- _SOURCE DATA_
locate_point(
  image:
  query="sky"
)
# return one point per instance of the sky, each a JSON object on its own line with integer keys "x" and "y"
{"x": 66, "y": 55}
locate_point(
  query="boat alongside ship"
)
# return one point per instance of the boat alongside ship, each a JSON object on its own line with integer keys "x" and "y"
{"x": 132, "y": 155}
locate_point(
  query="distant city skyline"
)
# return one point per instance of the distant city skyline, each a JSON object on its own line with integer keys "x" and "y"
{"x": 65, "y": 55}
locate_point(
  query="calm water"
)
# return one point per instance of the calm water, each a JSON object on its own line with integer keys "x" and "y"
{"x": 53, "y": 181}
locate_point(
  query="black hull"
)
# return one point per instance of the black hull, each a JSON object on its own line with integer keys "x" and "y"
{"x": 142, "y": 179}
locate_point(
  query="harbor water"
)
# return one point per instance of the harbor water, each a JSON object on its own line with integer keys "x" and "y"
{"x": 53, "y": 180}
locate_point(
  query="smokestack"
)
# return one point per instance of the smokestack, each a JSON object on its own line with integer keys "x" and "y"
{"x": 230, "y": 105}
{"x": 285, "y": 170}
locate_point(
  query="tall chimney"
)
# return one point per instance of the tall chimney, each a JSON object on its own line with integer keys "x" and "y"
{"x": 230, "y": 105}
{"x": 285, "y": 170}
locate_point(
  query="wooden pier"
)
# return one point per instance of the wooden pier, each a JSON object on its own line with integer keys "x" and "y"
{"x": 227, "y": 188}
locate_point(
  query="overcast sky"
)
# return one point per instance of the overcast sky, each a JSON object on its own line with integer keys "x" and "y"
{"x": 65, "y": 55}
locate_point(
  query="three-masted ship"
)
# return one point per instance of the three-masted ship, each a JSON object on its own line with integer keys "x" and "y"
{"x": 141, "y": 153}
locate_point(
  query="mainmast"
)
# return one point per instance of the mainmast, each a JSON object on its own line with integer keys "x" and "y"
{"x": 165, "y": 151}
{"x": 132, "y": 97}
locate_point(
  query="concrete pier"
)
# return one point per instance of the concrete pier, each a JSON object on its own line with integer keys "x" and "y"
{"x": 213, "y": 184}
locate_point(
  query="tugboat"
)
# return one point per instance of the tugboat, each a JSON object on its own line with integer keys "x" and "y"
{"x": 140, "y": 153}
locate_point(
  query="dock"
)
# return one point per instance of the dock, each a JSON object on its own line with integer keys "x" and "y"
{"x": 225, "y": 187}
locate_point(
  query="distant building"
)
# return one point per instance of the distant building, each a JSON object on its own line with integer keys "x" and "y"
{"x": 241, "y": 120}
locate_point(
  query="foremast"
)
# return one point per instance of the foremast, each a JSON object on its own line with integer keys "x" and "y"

- _EXERCISE DETAILS_
Show the lines in the entries above that include the string "foremast".

- _WRITTEN REPLY_
  query="foremast"
# return one point per instance of the foremast, each a JSON object on its own line with integer keys "x" and "y"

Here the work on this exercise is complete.